EXERCISE DESCRIPTION — The result should be all the records, exact and complete, without a single picture.

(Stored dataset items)
[Start of Attachment]

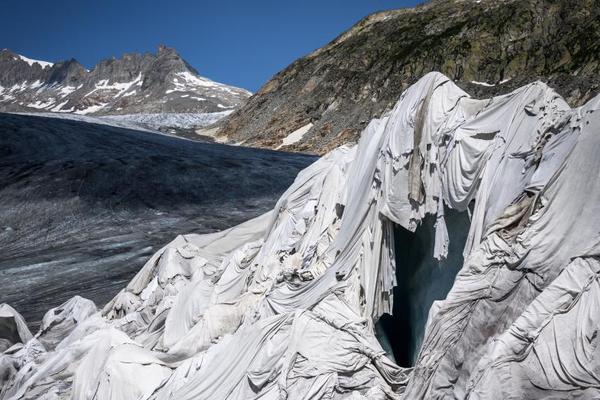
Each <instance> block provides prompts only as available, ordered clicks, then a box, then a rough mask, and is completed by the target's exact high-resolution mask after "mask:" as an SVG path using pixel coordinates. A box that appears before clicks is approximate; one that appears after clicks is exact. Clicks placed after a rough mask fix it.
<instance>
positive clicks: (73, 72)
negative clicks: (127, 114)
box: [0, 46, 250, 115]
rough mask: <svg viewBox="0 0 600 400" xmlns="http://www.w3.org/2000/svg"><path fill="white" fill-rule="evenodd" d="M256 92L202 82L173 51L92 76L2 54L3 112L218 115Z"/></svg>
mask: <svg viewBox="0 0 600 400" xmlns="http://www.w3.org/2000/svg"><path fill="white" fill-rule="evenodd" d="M249 96H250V93H249V92H248V91H246V90H244V89H239V88H236V87H232V86H228V85H224V84H221V83H217V82H214V81H211V80H209V79H206V78H203V77H201V76H200V75H199V74H198V72H197V71H196V70H195V69H194V68H193V67H192V66H190V65H189V64H188V63H187V62H186V61H185V60H183V59H182V58H181V57H180V56H179V54H178V53H177V52H176V51H175V50H174V49H171V48H168V47H164V46H160V47H159V49H158V52H157V54H150V53H145V54H125V55H123V57H122V58H120V59H116V58H112V59H108V60H103V61H101V62H100V63H98V64H97V65H96V66H95V67H94V68H93V69H92V70H90V71H88V70H87V69H85V68H84V67H83V66H82V65H81V64H79V63H78V62H77V61H76V60H73V59H71V60H68V61H63V62H58V63H55V64H53V63H48V62H44V61H37V60H31V59H28V58H26V57H24V56H21V55H19V54H15V53H13V52H11V51H10V50H7V49H4V50H2V51H0V111H7V112H15V111H16V112H40V111H43V112H60V113H76V114H95V115H104V114H140V113H144V114H153V113H215V112H223V111H227V110H233V109H234V108H236V107H238V106H239V105H240V104H242V103H243V102H244V101H245V100H246V99H247V98H248V97H249Z"/></svg>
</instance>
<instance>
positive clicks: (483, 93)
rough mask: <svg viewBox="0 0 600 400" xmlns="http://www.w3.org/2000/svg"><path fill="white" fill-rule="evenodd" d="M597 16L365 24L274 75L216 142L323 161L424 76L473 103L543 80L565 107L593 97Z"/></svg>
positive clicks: (598, 7) (599, 24) (464, 6)
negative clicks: (538, 80) (269, 151)
mask: <svg viewBox="0 0 600 400" xmlns="http://www.w3.org/2000/svg"><path fill="white" fill-rule="evenodd" d="M599 47H600V7H598V3H597V2H596V1H594V0H502V1H497V0H493V1H492V0H479V1H472V0H449V1H448V0H444V1H442V0H437V1H431V2H429V3H426V4H424V5H421V6H418V7H416V8H412V9H400V10H392V11H384V12H380V13H376V14H373V15H370V16H368V17H366V18H365V19H363V20H362V21H360V22H359V23H358V24H356V25H355V26H354V27H352V28H351V29H350V30H348V31H347V32H345V33H344V34H342V35H340V36H339V37H338V38H336V39H335V40H334V41H332V42H331V43H329V44H328V45H326V46H324V47H323V48H320V49H318V50H316V51H315V52H313V53H312V54H310V55H308V56H306V57H303V58H300V59H298V60H297V61H295V62H294V63H293V64H291V65H290V66H289V67H287V68H286V69H284V70H283V71H281V72H279V73H278V74H277V75H275V76H274V77H273V78H272V79H271V80H270V81H268V82H267V83H266V84H265V85H264V86H263V87H262V88H261V89H260V91H259V92H258V93H257V94H255V95H254V96H253V97H252V98H251V99H250V100H249V101H248V102H247V103H246V104H245V105H244V106H243V107H242V108H240V109H239V110H237V111H236V112H235V113H233V114H232V115H230V116H229V117H227V119H225V120H223V122H220V124H222V125H221V127H220V130H219V132H218V135H221V136H222V137H224V138H227V139H228V140H230V141H232V142H243V143H244V144H246V145H251V146H261V147H274V148H277V147H279V146H281V145H282V139H283V138H285V137H286V136H288V135H289V134H290V133H291V132H293V131H295V130H297V129H298V128H301V127H305V126H307V125H308V124H309V123H312V124H313V125H312V127H311V129H310V130H309V131H308V132H307V133H306V134H304V135H303V137H302V138H301V139H300V140H298V141H297V142H294V143H292V144H290V145H288V146H283V148H284V149H288V150H296V151H305V152H313V153H320V154H322V153H325V152H327V151H329V150H331V149H333V148H335V147H336V146H338V145H340V144H342V143H345V142H353V141H356V139H357V138H358V134H359V132H360V131H361V130H362V128H364V126H365V125H366V123H367V122H368V121H370V120H371V119H372V118H374V117H378V116H380V115H382V114H383V113H384V112H386V111H387V110H389V109H390V107H391V106H392V105H393V104H394V102H395V101H396V100H397V99H398V96H399V95H400V94H401V93H402V92H403V91H404V90H405V89H406V88H407V87H408V86H409V85H411V84H412V83H414V82H415V81H416V80H417V79H419V78H420V77H421V76H423V75H424V74H425V73H427V72H430V71H441V72H442V73H444V74H446V75H448V76H449V77H450V78H452V79H454V80H455V81H456V82H457V84H458V85H460V86H461V87H462V88H463V89H465V90H467V91H468V92H469V93H471V94H472V95H473V96H474V97H489V96H492V95H496V94H501V93H507V92H509V91H511V90H514V89H515V88H517V87H519V86H521V85H524V84H526V83H529V82H532V81H535V80H542V81H545V82H546V83H547V84H549V85H550V86H551V87H553V88H555V89H556V90H557V91H558V92H559V93H560V94H561V95H563V96H564V97H565V98H566V100H567V101H568V102H569V103H570V104H571V105H572V106H578V105H581V104H583V103H584V102H585V101H586V100H588V99H590V98H591V97H592V96H593V95H594V94H596V93H597V92H598V89H599V88H600V78H599V76H598V72H599V69H600V51H599V50H600V49H599Z"/></svg>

[End of Attachment]

ANSWER TO THE EXERCISE —
Each <instance> block provides prompts only as available, ordered clicks, then a box, then a rough mask, and is completed by the target's exact high-resolution mask after "mask:" as an SVG path using pixel coordinates. A box that appears before clicks is approximate; one that appears after clicks is exact. Clicks placed after a rough mask fix it.
<instance>
positive clicks: (73, 72)
negative clicks: (127, 114)
box: [0, 46, 250, 115]
rough mask: <svg viewBox="0 0 600 400" xmlns="http://www.w3.org/2000/svg"><path fill="white" fill-rule="evenodd" d="M256 92L202 82L173 51L92 76L2 54L3 112L218 115Z"/></svg>
mask: <svg viewBox="0 0 600 400" xmlns="http://www.w3.org/2000/svg"><path fill="white" fill-rule="evenodd" d="M249 96H250V93H249V92H248V91H246V90H244V89H239V88H236V87H232V86H228V85H224V84H221V83H217V82H214V81H211V80H209V79H206V78H203V77H201V76H200V75H199V74H198V72H197V71H196V70H195V69H194V68H193V67H192V66H190V65H189V64H188V63H187V62H186V61H185V60H183V59H182V58H181V57H180V56H179V54H178V53H177V52H176V51H175V50H174V49H171V48H168V47H164V46H160V47H159V49H158V52H157V54H150V53H145V54H125V55H123V57H122V58H120V59H116V58H112V59H108V60H103V61H101V62H100V63H98V64H97V65H96V66H95V67H94V68H93V69H92V70H90V71H88V70H87V69H85V68H84V67H83V66H82V65H81V64H79V63H78V62H77V61H76V60H73V59H71V60H68V61H63V62H58V63H55V64H53V63H48V62H44V61H37V60H31V59H28V58H26V57H24V56H21V55H19V54H15V53H13V52H11V51H10V50H7V49H4V50H2V51H0V111H7V112H15V111H16V112H40V111H43V112H60V113H76V114H95V115H104V114H140V113H144V114H153V113H215V112H223V111H227V110H233V109H234V108H236V107H238V106H239V105H240V104H242V103H243V102H244V101H245V100H246V99H247V98H248V97H249Z"/></svg>
</instance>
<instance>
positive clicks: (483, 93)
rough mask: <svg viewBox="0 0 600 400" xmlns="http://www.w3.org/2000/svg"><path fill="white" fill-rule="evenodd" d="M597 16L365 24L274 75L216 142L323 161L424 76L473 103L543 80L565 107L593 97Z"/></svg>
positive clicks: (598, 7) (599, 24) (464, 6)
negative clicks: (538, 80) (269, 151)
mask: <svg viewBox="0 0 600 400" xmlns="http://www.w3.org/2000/svg"><path fill="white" fill-rule="evenodd" d="M599 47H600V7H598V3H597V2H596V1H594V0H502V1H497V0H493V1H492V0H479V1H472V0H449V1H448V0H444V1H442V0H437V1H431V2H429V3H426V4H424V5H421V6H418V7H416V8H412V9H400V10H392V11H384V12H380V13H376V14H373V15H370V16H368V17H366V18H365V19H363V20H362V21H360V22H359V23H358V24H356V25H355V26H354V27H352V28H351V29H350V30H348V31H347V32H345V33H344V34H342V35H340V36H339V37H338V38H336V39H335V40H334V41H332V42H331V43H329V44H328V45H326V46H324V47H323V48H320V49H318V50H316V51H315V52H313V53H312V54H310V55H308V56H306V57H303V58H300V59H298V60H297V61H295V62H294V63H293V64H291V65H290V66H289V67H287V68H286V69H284V70H283V71H281V72H279V73H278V74H277V75H275V76H274V77H273V78H272V79H271V80H270V81H268V82H267V83H266V84H265V85H264V86H263V87H262V88H261V89H260V91H259V92H258V93H257V94H255V95H254V96H253V97H252V98H251V99H250V100H249V101H248V102H247V103H246V104H245V105H244V106H243V107H242V108H240V109H239V110H237V111H236V112H235V113H233V114H232V115H230V116H229V117H227V119H225V120H223V122H220V124H222V125H221V127H220V130H219V132H218V135H221V136H222V137H224V138H227V139H228V140H230V141H232V142H243V143H244V144H246V145H251V146H261V147H274V148H277V147H279V146H281V145H282V139H283V138H285V137H286V136H288V135H289V134H290V133H291V132H293V131H295V130H297V129H298V128H301V127H305V126H307V125H308V124H309V123H312V124H313V125H312V127H311V129H310V130H309V131H308V132H307V133H306V134H304V135H303V137H302V138H301V139H300V140H298V141H297V142H294V143H292V144H290V145H288V146H283V148H284V149H288V150H296V151H305V152H313V153H320V154H322V153H325V152H327V151H329V150H331V149H333V148H335V147H336V146H338V145H340V144H342V143H345V142H353V141H356V139H357V138H358V134H359V132H360V131H361V130H362V128H364V126H365V125H366V123H367V122H368V121H370V120H371V119H372V118H374V117H378V116H380V115H382V114H383V113H384V112H386V111H387V110H389V109H390V107H391V106H392V105H393V104H394V102H395V101H396V100H397V99H398V96H399V95H400V94H401V93H402V92H403V91H404V90H405V89H406V88H407V87H408V86H409V85H411V84H412V83H414V82H415V81H416V80H417V79H419V78H420V77H421V76H423V75H424V74H425V73H427V72H430V71H441V72H442V73H444V74H446V75H448V76H449V77H450V78H452V79H454V80H455V81H456V82H457V84H458V85H460V86H461V87H462V88H463V89H465V90H467V91H468V92H469V93H471V94H472V95H473V96H474V97H489V96H492V95H496V94H501V93H507V92H509V91H511V90H514V89H515V88H517V87H519V86H521V85H524V84H526V83H529V82H532V81H535V80H542V81H545V82H546V83H547V84H549V85H550V86H551V87H553V88H555V89H556V90H557V91H558V92H559V93H560V94H561V95H563V96H564V97H565V98H566V100H567V101H568V102H569V103H570V104H571V105H572V106H578V105H581V104H583V103H584V102H585V101H586V100H588V99H590V98H591V97H592V96H593V95H594V94H596V93H597V92H598V89H599V88H600V78H599V76H598V72H599V69H600V51H599V50H600V49H599Z"/></svg>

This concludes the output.